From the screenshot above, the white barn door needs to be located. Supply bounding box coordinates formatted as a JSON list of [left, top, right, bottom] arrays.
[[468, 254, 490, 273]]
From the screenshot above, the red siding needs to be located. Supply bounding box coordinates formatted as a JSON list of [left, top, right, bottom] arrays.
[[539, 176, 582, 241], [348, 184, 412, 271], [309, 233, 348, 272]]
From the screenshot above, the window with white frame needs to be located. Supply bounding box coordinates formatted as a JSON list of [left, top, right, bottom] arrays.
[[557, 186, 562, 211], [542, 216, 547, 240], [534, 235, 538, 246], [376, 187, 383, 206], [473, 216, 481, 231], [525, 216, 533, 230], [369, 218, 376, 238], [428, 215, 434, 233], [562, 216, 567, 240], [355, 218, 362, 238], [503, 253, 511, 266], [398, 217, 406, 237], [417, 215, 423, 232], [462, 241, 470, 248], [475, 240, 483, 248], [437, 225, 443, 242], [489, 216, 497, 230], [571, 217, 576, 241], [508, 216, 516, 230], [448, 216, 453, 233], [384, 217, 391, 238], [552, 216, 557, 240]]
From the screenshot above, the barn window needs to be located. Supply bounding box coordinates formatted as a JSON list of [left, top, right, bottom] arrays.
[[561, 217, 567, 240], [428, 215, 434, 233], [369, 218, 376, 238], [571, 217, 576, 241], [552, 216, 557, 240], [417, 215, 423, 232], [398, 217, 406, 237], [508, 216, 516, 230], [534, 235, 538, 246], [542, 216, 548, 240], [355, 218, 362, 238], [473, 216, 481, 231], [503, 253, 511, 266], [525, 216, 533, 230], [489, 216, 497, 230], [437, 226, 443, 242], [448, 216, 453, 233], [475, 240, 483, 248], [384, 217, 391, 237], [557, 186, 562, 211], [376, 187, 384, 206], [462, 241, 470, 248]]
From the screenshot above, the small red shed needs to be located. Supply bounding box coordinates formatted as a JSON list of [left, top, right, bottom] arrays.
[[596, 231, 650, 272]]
---+---
Your task:
Copy exactly the lines running from the one that contains "From the screenshot above, the small" to the end of the material, both ends included.

Your solution:
From the screenshot above, the small red shed needs to be located. Supply bounding box coordinates formatted as a JSON list of [left, top, right, bottom] arrays.
[[596, 231, 650, 272]]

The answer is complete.